**PROBLEM TO SOLVE:** Going through the data below, find how many lines include the word "white", and reply with that number alone.

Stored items

○ ○ ○ ○ ○

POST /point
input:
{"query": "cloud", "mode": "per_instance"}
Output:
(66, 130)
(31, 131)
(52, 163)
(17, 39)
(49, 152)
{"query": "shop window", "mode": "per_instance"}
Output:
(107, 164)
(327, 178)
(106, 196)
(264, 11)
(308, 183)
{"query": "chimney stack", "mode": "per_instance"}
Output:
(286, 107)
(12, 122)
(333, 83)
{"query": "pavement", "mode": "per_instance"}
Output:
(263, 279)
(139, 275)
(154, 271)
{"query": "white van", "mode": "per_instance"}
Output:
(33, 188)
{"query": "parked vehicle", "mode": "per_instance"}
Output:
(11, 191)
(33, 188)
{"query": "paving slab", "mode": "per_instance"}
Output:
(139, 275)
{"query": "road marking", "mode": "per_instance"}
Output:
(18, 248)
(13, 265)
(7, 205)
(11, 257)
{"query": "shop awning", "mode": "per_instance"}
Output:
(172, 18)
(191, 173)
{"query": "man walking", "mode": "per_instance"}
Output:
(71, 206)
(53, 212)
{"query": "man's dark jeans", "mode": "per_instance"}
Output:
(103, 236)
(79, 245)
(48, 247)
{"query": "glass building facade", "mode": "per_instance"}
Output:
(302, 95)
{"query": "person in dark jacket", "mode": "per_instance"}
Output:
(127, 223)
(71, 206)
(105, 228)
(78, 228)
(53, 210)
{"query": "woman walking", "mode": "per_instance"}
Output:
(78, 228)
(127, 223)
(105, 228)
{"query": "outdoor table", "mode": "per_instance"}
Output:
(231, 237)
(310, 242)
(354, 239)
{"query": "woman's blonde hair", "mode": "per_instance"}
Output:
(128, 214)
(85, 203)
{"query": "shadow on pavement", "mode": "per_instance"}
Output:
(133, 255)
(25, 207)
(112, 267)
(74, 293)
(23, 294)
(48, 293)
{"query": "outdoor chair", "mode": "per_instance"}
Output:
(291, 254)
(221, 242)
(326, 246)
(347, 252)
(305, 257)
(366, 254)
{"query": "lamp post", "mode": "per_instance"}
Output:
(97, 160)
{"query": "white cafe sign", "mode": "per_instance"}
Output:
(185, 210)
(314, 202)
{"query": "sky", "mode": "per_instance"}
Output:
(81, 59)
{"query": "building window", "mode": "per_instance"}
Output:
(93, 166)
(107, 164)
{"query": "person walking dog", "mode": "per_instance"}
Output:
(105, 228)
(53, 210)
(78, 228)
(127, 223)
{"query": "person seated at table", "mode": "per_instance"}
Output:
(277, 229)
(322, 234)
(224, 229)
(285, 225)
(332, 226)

○ ○ ○ ○ ○

**ANSWER FOR THE TASK:** 2